What you return should match the material below line for line, except that no image appears in it.
==============================
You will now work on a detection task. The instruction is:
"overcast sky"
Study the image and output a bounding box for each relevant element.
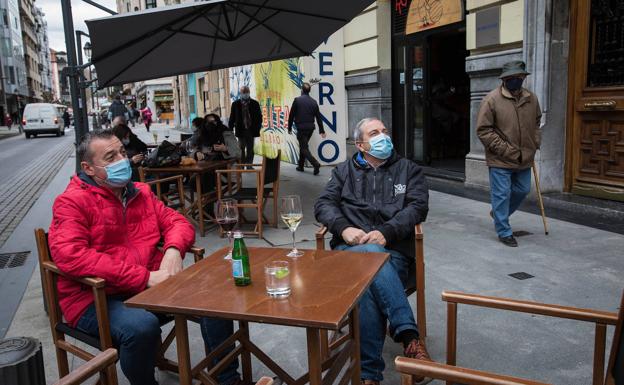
[38,0,117,53]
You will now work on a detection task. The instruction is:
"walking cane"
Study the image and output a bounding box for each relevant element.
[532,161,549,235]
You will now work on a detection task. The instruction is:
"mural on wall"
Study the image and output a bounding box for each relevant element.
[228,31,347,165]
[405,0,463,34]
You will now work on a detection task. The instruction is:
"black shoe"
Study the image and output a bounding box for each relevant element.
[498,235,518,247]
[313,165,320,175]
[296,166,304,172]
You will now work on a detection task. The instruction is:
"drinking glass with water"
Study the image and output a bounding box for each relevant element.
[264,261,291,297]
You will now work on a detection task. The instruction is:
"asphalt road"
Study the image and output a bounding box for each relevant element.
[0,127,75,182]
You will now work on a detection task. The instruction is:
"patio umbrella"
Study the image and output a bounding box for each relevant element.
[86,0,374,88]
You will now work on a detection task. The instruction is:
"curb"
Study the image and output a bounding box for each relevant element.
[0,131,22,140]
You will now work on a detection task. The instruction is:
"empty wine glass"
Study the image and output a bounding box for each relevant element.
[216,199,239,259]
[280,195,303,258]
==============================
__Reply__.
You will now work on a detection task. The instruction is:
"overcast sky"
Study the image and output a bounding box for each relevant element.
[38,0,117,53]
You will now work on a detection task. The instruction is:
"walking cane"
Study the image and output a bounding box for each relevant element.
[532,161,549,235]
You will now work on a detection task. The instruction is:
"mural on wall"
Study the image and output a bounding box for each relevant element.
[228,31,347,165]
[405,0,463,34]
You will now work on a detection task. The instruction is:
"black shoe"
Study the image and output a bounding box for each relevant element.
[498,235,518,247]
[313,165,320,175]
[296,166,304,172]
You will now work on a detection task. The instruction is:
"drinking glass with water"
Study the image and output a bounding box for each relevant element.
[264,261,291,297]
You will now work on a detection task. The instruction is:
"asphalt road"
Study the image and output a bounding box for each relevant element.
[0,127,75,182]
You will now work on a detection task. The instruction is:
"patio umbrella"
Study the image and output a bounding box for each relevant element.
[86,0,374,88]
You will now work on a detection task. The instruction is:
"curb"
Study the image and output a bounding box for each relevant element.
[0,131,22,140]
You will now work on a detection task. The instruction is:
"empty wine glass"
Study the image and output a bounding box for each relevant element.
[216,199,239,259]
[280,195,303,258]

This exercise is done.